◆ **LESETEXT**:

# # #

Vereinfacht kann die Zeile so abgebildet werden:

PM_DERIVE(T_ALG.E_BH) =UC_16S_EN_16NS(E_ENTIER_16S ( (1 / C_M_LSB_BH) * G_M_INFO_DERIVE(T_ALG.E_BH))

Mich würde brennend interessieren, was UC_16S_EN_16NS genau macht. Versucht die Funktion eine Konvertierung von 16S signed in EN 16 NS nonsigned oder kann diese beide Arten Signed und Unsigned verarbeiten? Dann vermute ich hinter der C_M_LSB_BH eine Konstante sowbei die Variable LSB ein Kürzel für „Large Super Booster“ – die Flüssiggas-Tanks mit Brenner – sein kann. Sicher ist, dass E_BH in die Berechnung ständig einfließt, siehe rechten Term, hinten. Es heisst auch, dass der E_BH aus 64-bittigen floating-Werten berechnet wird. Das kann dann nur die C_M_LSB_BH oder der Multiplikant G_M_INFO_DERIVE (kann G_M etwas mit Gyro-Blabla, also der Wert der Sensorenphalanx sein?) sein. Trotz mehrere Suchen im Internet fand ich hierzu nichts bedeutendes.

# # #

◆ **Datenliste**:
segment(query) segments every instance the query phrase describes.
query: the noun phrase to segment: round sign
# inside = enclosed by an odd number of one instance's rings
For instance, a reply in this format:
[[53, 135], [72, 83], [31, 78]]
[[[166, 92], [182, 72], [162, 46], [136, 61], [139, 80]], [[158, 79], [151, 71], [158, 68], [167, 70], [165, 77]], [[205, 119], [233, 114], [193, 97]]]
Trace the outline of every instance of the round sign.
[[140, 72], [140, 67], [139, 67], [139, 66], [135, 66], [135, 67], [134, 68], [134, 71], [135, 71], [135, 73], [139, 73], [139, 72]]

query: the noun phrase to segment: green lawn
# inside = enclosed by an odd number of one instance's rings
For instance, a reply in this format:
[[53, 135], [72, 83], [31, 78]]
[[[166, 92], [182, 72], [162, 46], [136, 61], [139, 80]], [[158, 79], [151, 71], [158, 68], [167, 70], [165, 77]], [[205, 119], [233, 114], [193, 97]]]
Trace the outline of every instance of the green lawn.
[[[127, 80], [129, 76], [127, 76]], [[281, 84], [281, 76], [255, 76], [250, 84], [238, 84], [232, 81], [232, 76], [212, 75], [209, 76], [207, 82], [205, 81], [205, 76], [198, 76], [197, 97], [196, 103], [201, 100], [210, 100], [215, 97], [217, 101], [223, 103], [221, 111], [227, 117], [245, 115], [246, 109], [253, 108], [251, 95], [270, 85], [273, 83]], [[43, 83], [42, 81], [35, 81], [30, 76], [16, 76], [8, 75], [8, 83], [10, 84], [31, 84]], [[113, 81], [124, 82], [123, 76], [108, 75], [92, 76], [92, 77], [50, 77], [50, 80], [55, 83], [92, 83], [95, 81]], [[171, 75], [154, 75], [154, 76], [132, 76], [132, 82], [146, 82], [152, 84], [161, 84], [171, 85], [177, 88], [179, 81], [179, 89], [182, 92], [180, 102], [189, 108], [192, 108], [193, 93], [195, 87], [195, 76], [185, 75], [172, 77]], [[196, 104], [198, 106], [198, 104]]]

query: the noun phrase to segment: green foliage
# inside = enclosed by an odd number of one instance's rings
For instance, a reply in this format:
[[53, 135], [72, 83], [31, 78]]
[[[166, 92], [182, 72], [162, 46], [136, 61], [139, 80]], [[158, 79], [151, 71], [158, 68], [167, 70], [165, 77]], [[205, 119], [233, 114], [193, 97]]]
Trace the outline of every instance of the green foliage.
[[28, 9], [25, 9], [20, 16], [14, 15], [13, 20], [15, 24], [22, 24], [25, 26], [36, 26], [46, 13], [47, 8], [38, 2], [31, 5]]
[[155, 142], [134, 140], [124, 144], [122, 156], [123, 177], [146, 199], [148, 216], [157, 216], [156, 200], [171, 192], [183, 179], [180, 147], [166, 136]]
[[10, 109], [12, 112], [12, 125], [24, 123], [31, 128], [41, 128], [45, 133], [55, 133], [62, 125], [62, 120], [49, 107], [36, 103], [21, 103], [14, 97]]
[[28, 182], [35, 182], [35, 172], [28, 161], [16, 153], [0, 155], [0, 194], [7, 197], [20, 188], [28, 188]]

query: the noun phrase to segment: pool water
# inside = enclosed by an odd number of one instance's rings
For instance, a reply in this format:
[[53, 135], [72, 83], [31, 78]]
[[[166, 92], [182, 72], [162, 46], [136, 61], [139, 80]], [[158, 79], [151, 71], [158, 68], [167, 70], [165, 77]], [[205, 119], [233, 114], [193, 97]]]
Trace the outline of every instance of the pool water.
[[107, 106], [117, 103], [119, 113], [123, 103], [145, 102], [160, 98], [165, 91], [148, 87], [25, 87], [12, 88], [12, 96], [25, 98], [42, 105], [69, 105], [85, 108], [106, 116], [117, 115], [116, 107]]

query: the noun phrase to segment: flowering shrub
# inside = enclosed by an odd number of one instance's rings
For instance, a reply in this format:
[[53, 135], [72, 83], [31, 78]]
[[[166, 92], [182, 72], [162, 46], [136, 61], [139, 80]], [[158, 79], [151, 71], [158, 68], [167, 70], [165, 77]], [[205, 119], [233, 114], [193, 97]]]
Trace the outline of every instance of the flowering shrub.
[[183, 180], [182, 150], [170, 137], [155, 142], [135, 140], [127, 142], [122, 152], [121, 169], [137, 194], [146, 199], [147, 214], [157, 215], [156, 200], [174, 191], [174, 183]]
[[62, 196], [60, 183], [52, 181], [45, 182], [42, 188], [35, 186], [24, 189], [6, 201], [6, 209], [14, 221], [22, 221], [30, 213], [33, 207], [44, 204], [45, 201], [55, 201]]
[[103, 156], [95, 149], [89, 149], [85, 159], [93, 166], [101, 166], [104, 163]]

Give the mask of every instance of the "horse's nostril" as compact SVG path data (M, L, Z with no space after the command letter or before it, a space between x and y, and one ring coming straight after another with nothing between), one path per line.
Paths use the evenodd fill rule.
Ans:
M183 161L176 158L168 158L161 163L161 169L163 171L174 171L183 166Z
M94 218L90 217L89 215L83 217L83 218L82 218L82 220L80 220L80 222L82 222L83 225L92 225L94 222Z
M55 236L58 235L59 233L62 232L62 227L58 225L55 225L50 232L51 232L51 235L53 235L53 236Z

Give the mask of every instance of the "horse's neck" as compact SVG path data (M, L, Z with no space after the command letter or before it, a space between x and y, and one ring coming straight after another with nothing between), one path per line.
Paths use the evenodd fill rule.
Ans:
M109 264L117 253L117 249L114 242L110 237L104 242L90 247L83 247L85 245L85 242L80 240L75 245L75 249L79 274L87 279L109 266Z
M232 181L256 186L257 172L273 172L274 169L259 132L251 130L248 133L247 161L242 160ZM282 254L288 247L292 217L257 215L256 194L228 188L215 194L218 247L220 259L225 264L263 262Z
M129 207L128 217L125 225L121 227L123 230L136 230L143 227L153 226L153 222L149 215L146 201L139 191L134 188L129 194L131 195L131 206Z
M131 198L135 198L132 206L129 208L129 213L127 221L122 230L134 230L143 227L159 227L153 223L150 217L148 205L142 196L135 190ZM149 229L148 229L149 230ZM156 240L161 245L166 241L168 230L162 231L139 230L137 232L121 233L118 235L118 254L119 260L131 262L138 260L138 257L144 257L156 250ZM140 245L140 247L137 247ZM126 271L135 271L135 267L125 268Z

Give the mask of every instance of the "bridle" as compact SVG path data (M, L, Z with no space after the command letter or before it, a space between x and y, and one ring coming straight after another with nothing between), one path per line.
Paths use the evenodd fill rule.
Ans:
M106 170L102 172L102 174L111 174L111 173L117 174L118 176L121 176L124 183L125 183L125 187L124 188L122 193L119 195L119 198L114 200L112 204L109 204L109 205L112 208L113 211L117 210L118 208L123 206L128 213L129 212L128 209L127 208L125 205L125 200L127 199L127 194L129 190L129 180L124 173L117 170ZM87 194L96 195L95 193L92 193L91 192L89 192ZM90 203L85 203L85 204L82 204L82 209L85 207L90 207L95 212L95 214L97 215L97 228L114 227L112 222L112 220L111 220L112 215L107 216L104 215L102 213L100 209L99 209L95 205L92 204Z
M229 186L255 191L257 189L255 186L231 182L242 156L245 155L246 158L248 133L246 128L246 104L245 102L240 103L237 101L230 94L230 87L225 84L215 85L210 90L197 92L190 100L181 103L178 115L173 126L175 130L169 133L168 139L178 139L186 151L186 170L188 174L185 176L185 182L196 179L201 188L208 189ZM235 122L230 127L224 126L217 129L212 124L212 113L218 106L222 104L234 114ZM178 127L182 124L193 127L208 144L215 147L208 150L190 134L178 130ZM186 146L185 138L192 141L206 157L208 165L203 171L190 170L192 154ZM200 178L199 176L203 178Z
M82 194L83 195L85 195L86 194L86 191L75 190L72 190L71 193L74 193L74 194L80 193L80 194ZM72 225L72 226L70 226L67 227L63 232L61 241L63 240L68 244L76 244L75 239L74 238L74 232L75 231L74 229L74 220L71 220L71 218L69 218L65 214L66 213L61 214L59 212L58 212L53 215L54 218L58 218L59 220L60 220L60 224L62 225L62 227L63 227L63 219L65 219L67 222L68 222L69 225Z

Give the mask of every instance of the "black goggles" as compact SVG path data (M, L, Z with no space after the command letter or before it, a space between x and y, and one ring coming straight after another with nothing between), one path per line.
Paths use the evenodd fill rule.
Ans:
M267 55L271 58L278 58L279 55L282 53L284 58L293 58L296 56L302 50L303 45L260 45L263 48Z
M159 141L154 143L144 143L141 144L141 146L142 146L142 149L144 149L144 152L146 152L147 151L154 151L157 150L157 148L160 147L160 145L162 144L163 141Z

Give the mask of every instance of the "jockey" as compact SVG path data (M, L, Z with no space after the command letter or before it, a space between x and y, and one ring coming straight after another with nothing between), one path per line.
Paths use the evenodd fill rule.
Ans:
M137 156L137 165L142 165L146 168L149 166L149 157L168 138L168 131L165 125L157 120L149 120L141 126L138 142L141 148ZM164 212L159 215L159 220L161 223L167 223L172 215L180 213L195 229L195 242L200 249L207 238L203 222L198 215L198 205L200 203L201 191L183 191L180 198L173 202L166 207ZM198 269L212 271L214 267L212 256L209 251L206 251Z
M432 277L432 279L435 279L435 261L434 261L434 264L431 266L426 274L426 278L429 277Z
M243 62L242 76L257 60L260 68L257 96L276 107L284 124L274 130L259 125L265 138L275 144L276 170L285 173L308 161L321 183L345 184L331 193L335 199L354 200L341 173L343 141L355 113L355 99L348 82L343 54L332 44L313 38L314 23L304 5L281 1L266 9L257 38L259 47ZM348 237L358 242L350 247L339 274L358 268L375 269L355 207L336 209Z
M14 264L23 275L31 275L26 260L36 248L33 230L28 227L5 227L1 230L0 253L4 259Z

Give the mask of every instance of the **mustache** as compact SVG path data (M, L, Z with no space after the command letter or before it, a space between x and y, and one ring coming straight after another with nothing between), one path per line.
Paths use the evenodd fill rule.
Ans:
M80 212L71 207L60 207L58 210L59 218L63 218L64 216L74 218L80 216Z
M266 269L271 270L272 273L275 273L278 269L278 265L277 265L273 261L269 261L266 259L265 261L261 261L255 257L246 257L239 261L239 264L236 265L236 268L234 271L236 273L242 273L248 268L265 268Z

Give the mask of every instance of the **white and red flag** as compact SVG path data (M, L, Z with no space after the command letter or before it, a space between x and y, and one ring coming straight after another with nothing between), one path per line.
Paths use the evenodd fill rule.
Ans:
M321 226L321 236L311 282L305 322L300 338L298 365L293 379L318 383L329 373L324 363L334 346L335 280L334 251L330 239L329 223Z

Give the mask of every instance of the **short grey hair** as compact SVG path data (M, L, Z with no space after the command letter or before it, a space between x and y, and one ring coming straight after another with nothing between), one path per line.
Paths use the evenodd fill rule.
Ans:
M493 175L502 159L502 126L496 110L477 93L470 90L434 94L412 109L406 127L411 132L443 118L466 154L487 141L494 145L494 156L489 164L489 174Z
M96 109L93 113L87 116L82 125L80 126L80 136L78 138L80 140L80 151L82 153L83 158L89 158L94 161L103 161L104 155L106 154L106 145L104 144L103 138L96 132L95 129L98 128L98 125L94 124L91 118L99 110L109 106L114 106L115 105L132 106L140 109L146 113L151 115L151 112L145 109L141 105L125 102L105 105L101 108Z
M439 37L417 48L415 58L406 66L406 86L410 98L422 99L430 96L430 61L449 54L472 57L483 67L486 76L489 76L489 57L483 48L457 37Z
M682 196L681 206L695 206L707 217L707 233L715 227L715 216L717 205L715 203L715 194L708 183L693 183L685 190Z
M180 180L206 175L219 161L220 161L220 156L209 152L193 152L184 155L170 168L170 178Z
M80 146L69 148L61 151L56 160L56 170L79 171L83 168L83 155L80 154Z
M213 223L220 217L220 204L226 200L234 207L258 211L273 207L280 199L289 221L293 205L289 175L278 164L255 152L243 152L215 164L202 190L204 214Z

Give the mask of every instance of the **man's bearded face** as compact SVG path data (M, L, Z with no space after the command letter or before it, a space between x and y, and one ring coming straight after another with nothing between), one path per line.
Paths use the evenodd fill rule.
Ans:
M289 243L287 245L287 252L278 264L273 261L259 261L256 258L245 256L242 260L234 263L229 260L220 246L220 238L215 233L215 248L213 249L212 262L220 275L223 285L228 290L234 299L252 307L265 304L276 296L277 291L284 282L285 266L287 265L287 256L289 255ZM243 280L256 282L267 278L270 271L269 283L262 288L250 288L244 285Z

# # #

◆ **DEINE AUFGABE**: Gib den Abschnitt des Lesetextes wortgetreu wieder: Beginne bei den Worten "Mich würde brennend" und höre nach den Worten "hierzu nichts bedeutendes." auf.

◆ **AUSGABE**:
Mich würde brennend interessieren, was UC_16S_EN_16NS genau macht. Versucht die Funktion eine Konvertierung von 16S signed in EN 16 NS nonsigned oder kann diese beide Arten Signed und Unsigned verarbeiten? Dann vermute ich hinter der C_M_LSB_BH eine Konstante sowbei die Variable LSB ein Kürzel für „Large Super Booster“ – die Flüssiggas-Tanks mit Brenner – sein kann. Sicher ist, dass E_BH in die Berechnung ständig einfließt, siehe rechten Term, hinten. Es heisst auch, dass der E_BH aus 64-bittigen floating-Werten berechnet wird. Das kann dann nur die C_M_LSB_BH oder der Multiplikant G_M_INFO_DERIVE (kann G_M etwas mit Gyro-Blabla, also der Wert der Sensorenphalanx sein?) sein. Trotz mehrere Suchen im Internet fand ich hierzu nichts bedeutendes.